Exercise passage
Segment Open

Playing the Indian Card

Saturday, November 16, 2019

So What Is Mental Illness?



Bodhidharma.

To begin with, it is not illness.

People generally seem not to realize that calling these things “illnesses” is a metaphor or an analogy. It depends on seeing our souls as equivalent to our bodies.

Yet they are fundamentally different. Our bodies can be seen like a machine that we operate.

But our minds are ourselves. We do not use the mind. We are the mind.

Because we use the body like a machine, it is easy to understand its functions. Each part has proper operations we can recognize. Illness is when some part is not performing its function.

But do we know what the proper function is of a soul? Of a mind? Of a self?

If we do, that is a religious question, not one psychiatry can answer.

Freud proposed that the proper function of a human being is to work and have sex. This reduces the human person itself to a machine. Is that really all there is? If it is, who wouldn’t be depressed?

Segment Closed

Work order A
Quote, in order, each question ending in a question mark in the body of the post on mental illness, leaving out its title.
Work order B
Transcribe the portion of the mental illness post between "Yet they are" and "performing its function.", inclusive.

Saved entries:
Segment Open

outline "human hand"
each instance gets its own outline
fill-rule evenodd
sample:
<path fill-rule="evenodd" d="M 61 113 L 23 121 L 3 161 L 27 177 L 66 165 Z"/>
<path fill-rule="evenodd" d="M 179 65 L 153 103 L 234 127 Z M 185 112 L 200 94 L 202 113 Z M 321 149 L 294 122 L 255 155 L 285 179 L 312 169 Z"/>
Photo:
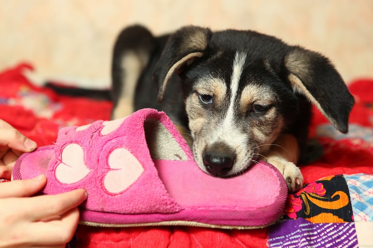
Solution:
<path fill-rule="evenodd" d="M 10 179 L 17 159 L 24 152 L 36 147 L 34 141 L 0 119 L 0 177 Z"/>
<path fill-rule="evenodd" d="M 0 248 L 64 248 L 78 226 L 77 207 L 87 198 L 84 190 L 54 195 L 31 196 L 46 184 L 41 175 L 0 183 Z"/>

Segment Closed
Segment Open

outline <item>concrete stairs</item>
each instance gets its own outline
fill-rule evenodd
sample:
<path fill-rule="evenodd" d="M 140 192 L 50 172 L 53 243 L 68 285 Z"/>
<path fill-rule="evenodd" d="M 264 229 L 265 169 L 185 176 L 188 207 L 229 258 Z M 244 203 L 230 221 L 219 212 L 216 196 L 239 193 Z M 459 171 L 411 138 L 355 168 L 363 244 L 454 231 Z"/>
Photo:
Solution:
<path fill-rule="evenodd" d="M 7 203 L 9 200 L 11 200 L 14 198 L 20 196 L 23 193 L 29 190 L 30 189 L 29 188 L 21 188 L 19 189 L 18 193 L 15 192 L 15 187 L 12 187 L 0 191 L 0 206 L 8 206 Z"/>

Segment Closed

Answer box A
But do we know what the proper function is of a soul?
Of a mind?
Of a self?
Is that really all there is?
If it is, who wouldn't be depressed?

Answer box B
Yet they are fundamentally different. Our bodies can be seen like a machine that we operate.

But our minds are ourselves. We do not use the mind. We are the mind.

Because we use the body like a machine, it is easy to understand its functions. Each part has proper operations we can recognize. Illness is when some part is not performing its function.